_TEXTE EXTRAIT_
----------
Trudeau devant un général sans arme
Le printemps dernier, Justin Trudeau n’avait pas attendu de lire la Politique d’affirmation du Québec présentée par Philippe Couillard pour rejeter laconiquement tout changement à la Constitution. Lors d’une assemblée publique jeudi à Québec, le premier ministre canadien a fait part de certaines des raisons qui justifiaient son refus. Il a ainsi exposé les faiblesses de la démarche de son homologue québécois.
Dans cet exercice qui tient autant du débat politique que des relations publiques, Justin Trudeau, en bras de chemise, excelle. Ils étaient quelque 900 personnes à participer à cette assemblée, où le premier ministre s’est prêté au jeu des questions et réponses. Et une de ces questions portait sur la possibilité d’ouvrir la Constitution canadienne pour réparer les torts causés au Québec par la modification constitutionnelle de 1982. Justin Trudeau a expliqué que toute négociation constitutionnelle est à repousser, sauf si «tout est à la veille de briser» dans la fédération. Et si c’est sans «but précis et urgent», si ce n’est «qu’à des fins politiques», pour le «symbolisme», le premier ministre «préfère ne pas embarquer», a-t-il dit.
Dans sa démarche velléitaire de voir le Québec signer la Constitution, Philippe Couillard s’en est tenu passivement à réclamer les cinq conditions de l’accord du lac Meech. En un certain sens, Trudeau n’a pas tort de dire qu’inscrire ces conditions dans la Constitution revêt un caractère symbolique. Le Québec, par exemple, a obtenu des pouvoirs accrus en matière d’immigration grâce à des ententes administratives. Le fédéral n’a pas abandonné son pouvoir de dépenser dans des champs de compétence du Québec, mais il a considérablement tempéré ses ardeurs et il accepte souvent de respecter les priorités québécoises. À l’époque de Meech, c’était un des arguments de Brian Mulroney pour convaincre le Canada anglais que l’accord, de nature essentiellement symbolique, ne changeait rien à la réalité. Robert Bourassa prétendait le contraire, lui qui, à partir de ce minimum, voulait aller plus loin. Voilà un bel exemple de ces ententes équivoques qui, pour être acceptables, doivent signifier deux choses différentes au Québec et dans le ROC.
Or, pour que la reconnaissance du Québec en tant que nation ne soit pas que symbolique, des changements profonds devraient être apportés à cette confédération qui n’en est pas une et dont la structure repose sur un calque du cadre colonial. C’est ce que Claude Ryan avait proposé quand il était chef du Parti libéral. C’est ce que Philippe Couillard se refuse à faire, cherchant plutôt le moyen de rendre les Québécois plus canadiens et se félicitant de tout progrès en ce sens.
----------
_TRAVAIL DEMANDÉ 1_
Donnez la liste de toutes les personnes nommées dans le texte.
_TRAVAIL DEMANDÉ 2_
Recopiez le passage du texte qui commence par « Trudeau devant un » et va jusqu'à « son homologue québécois. ».
Vous n'aurez pas besoin du matériel fourni.
----------
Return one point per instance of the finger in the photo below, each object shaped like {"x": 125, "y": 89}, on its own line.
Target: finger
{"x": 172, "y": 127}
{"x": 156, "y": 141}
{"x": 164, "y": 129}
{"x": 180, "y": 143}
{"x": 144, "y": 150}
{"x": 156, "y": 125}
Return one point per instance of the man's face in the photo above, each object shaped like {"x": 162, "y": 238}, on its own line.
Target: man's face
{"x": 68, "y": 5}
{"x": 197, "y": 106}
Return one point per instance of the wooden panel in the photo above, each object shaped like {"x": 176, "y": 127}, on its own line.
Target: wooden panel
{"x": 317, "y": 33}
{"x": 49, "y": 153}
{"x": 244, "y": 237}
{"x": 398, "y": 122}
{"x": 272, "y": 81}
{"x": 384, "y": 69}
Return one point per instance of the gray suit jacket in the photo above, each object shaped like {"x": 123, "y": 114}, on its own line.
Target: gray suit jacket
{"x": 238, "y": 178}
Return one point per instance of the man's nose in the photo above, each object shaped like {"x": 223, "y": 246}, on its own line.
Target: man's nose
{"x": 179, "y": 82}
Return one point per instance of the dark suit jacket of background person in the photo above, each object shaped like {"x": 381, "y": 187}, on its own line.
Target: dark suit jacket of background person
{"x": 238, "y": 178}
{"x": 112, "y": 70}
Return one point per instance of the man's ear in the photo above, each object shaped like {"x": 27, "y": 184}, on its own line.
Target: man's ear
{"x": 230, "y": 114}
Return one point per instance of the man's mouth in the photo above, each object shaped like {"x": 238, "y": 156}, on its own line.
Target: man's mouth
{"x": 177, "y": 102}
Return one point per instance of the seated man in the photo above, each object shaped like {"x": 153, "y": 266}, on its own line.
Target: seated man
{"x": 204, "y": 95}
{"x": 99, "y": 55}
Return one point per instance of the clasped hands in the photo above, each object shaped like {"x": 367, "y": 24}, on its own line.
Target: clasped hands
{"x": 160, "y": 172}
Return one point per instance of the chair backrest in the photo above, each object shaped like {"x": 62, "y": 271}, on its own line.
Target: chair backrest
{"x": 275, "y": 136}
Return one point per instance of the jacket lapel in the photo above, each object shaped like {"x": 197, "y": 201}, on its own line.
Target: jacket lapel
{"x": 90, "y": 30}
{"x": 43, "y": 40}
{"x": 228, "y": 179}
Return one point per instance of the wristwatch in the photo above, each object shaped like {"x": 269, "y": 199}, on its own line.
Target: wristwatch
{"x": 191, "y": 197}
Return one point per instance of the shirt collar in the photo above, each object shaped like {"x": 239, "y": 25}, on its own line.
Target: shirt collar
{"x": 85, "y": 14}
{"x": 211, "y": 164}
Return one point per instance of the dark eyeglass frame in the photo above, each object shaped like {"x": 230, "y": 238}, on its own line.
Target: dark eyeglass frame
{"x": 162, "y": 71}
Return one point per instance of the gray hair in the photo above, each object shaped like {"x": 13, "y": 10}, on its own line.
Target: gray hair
----------
_ZONE DE RÉPONSE 1_
Justin Trudeau
Philippe Couillard
Brian Mulroney
Robert Bourassa
Claude Ryan

_ZONE DE RÉPONSE 2_
Trudeau devant un général sans arme
Le printemps dernier, Justin Trudeau n’avait pas attendu de lire la Politique d’affirmation du Québec présentée par Philippe Couillard pour rejeter laconiquement tout changement à la Constitution. Lors d’une assemblée publique jeudi à Québec, le premier ministre canadien a fait part de certaines des raisons qui justifiaient son refus. Il a ainsi exposé les faiblesses de la démarche de son homologue québécois.